═══ TEXT PROVIDED
A HEDGEHOG hospital is threatened with closure after 22 years because hard-hearted Poole Council won’t let a disabled pensioner keep a big black bin.

Borough of Poole is refusing to back down and let Angela Squires, who runs CRASH at Canford Heath keep her marginally larger black bin to dispose of waste from the rescued animals cages.

“After 22 years all the good I have done is going to be stopped,” said the 69-year-old, who suffers from osteoporosis and recently cracked a rib trying to force bags of soggy newspaper bedding into a waste bin that often overflows.

“They are going to stop a valuable service that’s free,” said a distraught Angela, who continues to plough her pension into treating and releasing 2,000 sick and injured hedgehogs a year despite her own problems including brittle bones, a heart condition and cataracts.

“It is a tiny little thing. I am absolutely desperate,” she said, adding that the council’s alternatives of her travelling to the tip, or paying for a second bin, were impossible and she pointed out council staff often used CRASH.

Bureaucrats have introduced a bin swap policy of replacing 240-litre black bins with 180-litre waste bins and a larger blue recycling bin and are unmoved by pleas from Angela to help her continue her valuable work. She has now set up a Facebook campaign.

“I don’t want the earth, I want to be able to keep my black bin as a special case,” she said. “I won’t be doing this forever. Then they can swap the bin.”
══════
[LIST OF TASKS]
1: List each distinct number written in numerals in the hedgehog hospital article, naming once what each one measures.
2: Go on with the hedgehog hospital article for a few more paragraphs, starting after its final quoted sentence.
The records that come next are from a separate source and are unrelated to the article about the hedgehog hospital.
═══ DATA FOR ANALYSIS
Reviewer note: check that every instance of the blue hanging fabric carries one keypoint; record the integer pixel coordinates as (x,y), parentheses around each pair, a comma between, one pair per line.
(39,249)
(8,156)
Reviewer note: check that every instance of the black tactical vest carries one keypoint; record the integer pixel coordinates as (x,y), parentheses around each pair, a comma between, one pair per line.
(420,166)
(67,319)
══════
═══ DATA FOR ANALYSIS
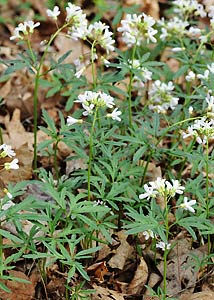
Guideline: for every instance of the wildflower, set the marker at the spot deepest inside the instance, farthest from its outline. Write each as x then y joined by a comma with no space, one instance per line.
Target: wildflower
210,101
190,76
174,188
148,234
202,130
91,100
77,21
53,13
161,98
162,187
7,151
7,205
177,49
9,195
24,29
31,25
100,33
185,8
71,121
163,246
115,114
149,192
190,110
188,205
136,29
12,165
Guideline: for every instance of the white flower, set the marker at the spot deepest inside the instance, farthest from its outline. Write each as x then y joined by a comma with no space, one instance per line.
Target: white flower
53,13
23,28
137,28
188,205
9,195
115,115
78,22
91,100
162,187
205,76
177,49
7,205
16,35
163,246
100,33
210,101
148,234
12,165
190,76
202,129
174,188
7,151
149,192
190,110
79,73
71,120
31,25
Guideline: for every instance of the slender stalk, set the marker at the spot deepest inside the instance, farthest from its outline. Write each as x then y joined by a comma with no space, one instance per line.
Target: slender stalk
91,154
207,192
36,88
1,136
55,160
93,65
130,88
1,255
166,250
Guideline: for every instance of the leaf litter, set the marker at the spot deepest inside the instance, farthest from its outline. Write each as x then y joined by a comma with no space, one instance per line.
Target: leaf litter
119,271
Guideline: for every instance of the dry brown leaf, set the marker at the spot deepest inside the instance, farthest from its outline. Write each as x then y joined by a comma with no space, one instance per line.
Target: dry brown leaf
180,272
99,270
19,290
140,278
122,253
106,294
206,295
══════
═══ DATA FOR ANALYSIS
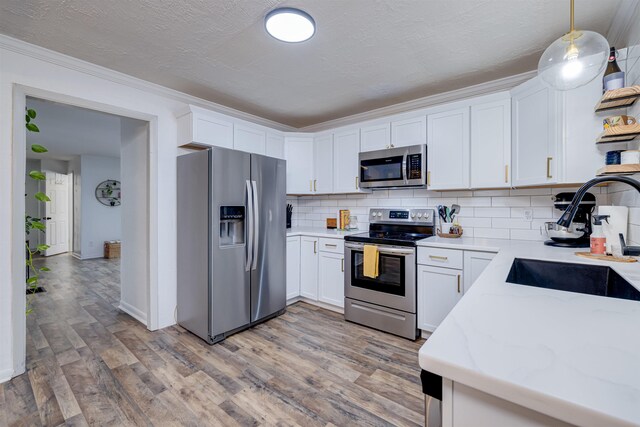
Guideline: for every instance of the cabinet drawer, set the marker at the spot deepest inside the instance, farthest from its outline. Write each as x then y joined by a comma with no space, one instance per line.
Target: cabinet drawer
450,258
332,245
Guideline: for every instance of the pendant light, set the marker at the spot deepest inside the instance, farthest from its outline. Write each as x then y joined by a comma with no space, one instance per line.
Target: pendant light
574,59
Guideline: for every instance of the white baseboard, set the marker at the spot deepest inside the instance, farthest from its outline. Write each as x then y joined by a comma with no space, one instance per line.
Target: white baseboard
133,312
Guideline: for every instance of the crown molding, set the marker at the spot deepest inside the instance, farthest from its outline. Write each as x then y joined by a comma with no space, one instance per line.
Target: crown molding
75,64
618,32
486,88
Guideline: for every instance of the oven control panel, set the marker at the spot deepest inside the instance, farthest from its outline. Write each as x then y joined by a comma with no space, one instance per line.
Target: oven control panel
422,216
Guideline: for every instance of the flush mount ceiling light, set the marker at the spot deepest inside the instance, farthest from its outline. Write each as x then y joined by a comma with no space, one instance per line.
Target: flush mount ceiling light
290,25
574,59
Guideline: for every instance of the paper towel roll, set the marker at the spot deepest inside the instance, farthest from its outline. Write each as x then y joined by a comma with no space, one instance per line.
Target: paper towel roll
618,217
══════
[RESULTS OF THE EXERCISE]
1:
- 22: the years the hedgehog hospital has been running
- 69: Angela Squires's age
- 2,000: the sick and injured hedgehogs she treats and releases each year
- 240: the size in liters of the black bins being replaced
- 180: the size in liters of the replacement waste bins

2:
Canford Heath East councillor Sandra Moore, who has lobbied the council on Angela’s behalf pointed out that she had a pull-out service for her bin due to her disability.

“All they have to do is let her keep what she has now,” she said. “It’s not rocket science. It’s an exception and it’s not going to cause a precedent.

“There’s only one hedgehog hospital.”

SHAUN Robson, head of environmental and consumer protection, Borough of Poole said: “We do sympathise with Mrs Squires’ situation. We hope she will try the new arrangements and contact us again if she finds this is not working so that we can provide further advice on the options available to her.
“Unfortunately, at a time when the council is having to save money because of significant budget reductions, it simply cannot afford to offer additional waste collections free of charge to supplement the weekly service it continues to provide.
“The only exception the council is prepared to consider is a medical one for residents with a lot of healthcare waste.”